[START OF Dataset rows]
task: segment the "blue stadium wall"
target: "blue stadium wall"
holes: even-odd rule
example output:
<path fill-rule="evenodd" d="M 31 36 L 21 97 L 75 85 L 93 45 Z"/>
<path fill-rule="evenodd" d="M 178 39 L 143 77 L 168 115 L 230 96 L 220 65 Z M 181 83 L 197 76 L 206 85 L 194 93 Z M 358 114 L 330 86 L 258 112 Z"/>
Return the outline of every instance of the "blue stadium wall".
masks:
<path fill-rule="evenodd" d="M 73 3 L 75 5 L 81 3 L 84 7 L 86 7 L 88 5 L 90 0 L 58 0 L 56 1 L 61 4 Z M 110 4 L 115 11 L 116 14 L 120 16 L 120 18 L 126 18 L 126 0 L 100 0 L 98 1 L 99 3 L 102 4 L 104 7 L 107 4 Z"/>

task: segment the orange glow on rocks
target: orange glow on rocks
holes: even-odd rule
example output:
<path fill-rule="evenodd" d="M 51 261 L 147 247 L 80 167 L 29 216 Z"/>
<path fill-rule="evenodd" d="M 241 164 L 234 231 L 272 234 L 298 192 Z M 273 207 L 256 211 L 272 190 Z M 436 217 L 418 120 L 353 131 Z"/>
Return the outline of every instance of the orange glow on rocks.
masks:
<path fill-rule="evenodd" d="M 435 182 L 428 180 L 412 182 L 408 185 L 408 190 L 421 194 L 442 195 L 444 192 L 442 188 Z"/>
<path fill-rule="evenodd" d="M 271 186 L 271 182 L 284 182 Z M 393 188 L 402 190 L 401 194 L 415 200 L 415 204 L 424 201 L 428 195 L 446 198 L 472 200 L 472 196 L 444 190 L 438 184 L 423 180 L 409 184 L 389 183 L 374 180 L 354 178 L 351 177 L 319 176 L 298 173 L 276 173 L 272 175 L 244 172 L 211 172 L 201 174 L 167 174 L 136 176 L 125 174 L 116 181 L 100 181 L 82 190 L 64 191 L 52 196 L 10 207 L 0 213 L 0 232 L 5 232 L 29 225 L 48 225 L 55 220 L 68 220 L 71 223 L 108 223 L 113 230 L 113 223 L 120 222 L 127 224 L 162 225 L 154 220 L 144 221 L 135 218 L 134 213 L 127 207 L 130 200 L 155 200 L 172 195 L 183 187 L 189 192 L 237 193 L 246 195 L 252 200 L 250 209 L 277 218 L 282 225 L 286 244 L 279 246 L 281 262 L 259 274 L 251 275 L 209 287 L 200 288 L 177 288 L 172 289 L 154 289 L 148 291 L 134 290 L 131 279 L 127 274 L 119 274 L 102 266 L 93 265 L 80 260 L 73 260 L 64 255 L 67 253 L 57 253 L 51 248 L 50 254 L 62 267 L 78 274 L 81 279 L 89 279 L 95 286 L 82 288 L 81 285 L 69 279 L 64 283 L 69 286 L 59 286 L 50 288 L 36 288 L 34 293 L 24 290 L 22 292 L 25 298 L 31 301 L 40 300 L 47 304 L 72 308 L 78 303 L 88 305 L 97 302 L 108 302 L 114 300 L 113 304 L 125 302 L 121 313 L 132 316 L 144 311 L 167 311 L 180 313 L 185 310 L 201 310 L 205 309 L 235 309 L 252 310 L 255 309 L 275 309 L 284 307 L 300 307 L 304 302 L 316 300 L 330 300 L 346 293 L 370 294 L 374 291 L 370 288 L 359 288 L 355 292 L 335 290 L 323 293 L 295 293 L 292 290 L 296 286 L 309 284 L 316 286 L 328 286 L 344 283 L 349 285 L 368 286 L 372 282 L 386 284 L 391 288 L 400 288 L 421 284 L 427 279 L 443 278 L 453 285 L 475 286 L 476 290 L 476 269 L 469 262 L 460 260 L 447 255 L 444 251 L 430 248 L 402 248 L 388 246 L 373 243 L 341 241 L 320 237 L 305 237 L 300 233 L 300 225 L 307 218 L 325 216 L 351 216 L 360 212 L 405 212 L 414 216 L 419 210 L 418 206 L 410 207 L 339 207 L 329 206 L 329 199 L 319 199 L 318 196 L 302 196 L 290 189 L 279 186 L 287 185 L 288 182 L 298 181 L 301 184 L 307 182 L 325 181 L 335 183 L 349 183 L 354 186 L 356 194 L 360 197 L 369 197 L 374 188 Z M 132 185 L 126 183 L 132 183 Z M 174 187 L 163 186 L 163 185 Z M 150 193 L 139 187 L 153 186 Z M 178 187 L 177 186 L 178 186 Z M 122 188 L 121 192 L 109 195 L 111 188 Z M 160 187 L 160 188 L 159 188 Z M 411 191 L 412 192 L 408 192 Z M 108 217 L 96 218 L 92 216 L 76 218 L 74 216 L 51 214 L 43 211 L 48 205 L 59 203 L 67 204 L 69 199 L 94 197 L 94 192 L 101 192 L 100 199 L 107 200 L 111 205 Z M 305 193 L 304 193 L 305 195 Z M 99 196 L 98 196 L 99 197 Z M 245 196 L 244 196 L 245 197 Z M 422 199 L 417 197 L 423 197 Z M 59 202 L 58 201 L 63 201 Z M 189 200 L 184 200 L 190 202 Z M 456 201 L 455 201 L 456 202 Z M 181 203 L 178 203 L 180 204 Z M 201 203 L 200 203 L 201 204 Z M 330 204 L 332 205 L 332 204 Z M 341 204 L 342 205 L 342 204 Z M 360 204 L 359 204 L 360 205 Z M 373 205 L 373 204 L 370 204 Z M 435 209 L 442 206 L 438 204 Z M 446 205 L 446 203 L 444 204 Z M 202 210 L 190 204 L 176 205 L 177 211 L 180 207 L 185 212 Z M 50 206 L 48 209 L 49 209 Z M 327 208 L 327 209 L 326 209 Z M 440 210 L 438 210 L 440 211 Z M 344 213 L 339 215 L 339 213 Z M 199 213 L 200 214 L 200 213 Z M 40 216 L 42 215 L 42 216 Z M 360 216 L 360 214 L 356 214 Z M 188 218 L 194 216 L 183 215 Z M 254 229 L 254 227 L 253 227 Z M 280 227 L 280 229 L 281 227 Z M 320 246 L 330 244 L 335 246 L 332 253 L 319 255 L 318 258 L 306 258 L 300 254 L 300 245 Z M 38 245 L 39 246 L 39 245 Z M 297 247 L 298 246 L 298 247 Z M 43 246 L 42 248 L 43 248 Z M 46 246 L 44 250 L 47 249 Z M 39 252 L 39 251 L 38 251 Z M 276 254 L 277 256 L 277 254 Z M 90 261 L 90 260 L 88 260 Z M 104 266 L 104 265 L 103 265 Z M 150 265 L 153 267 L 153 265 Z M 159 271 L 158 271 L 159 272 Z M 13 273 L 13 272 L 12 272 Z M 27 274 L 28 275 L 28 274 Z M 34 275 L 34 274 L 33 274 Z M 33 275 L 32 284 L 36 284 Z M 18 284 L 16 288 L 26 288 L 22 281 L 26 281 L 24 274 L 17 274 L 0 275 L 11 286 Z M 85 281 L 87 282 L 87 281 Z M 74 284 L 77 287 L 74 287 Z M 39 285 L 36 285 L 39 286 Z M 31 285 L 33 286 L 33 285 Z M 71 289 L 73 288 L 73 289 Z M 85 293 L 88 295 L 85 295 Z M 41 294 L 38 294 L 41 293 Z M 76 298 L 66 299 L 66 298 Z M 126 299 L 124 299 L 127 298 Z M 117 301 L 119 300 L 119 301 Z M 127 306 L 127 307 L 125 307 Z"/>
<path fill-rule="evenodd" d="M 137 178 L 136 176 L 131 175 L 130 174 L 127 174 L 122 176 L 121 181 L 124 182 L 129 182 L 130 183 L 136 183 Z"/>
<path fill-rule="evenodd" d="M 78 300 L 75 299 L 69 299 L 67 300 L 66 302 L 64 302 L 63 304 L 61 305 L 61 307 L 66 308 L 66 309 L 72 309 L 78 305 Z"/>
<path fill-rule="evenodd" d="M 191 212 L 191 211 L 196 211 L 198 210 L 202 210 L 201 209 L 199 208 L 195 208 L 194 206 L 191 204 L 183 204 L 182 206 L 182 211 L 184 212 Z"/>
[END OF Dataset rows]
--- Brief ---
Pull out the lines of the records verbatim, starting with the very first line and going on through the line that contains "110 4 L 115", with both of those lines included.

--- The result ---
task: segment the "blue stadium wall"
target: "blue stadium wall"
holes: even-odd rule
example output:
<path fill-rule="evenodd" d="M 31 36 L 21 97 L 75 85 L 93 45 Z"/>
<path fill-rule="evenodd" d="M 178 39 L 143 77 L 168 115 L 230 96 L 220 65 Z M 181 83 L 197 76 L 206 85 L 194 93 Z M 358 114 L 330 86 L 258 112 Z"/>
Return the outline of every instance of the "blue stadium wall".
masks:
<path fill-rule="evenodd" d="M 73 3 L 75 5 L 81 3 L 84 7 L 86 7 L 88 5 L 90 0 L 58 0 L 56 1 L 61 4 Z M 110 4 L 115 11 L 116 14 L 120 16 L 120 18 L 126 18 L 126 0 L 100 0 L 98 1 L 99 3 L 102 4 L 104 7 L 107 4 Z"/>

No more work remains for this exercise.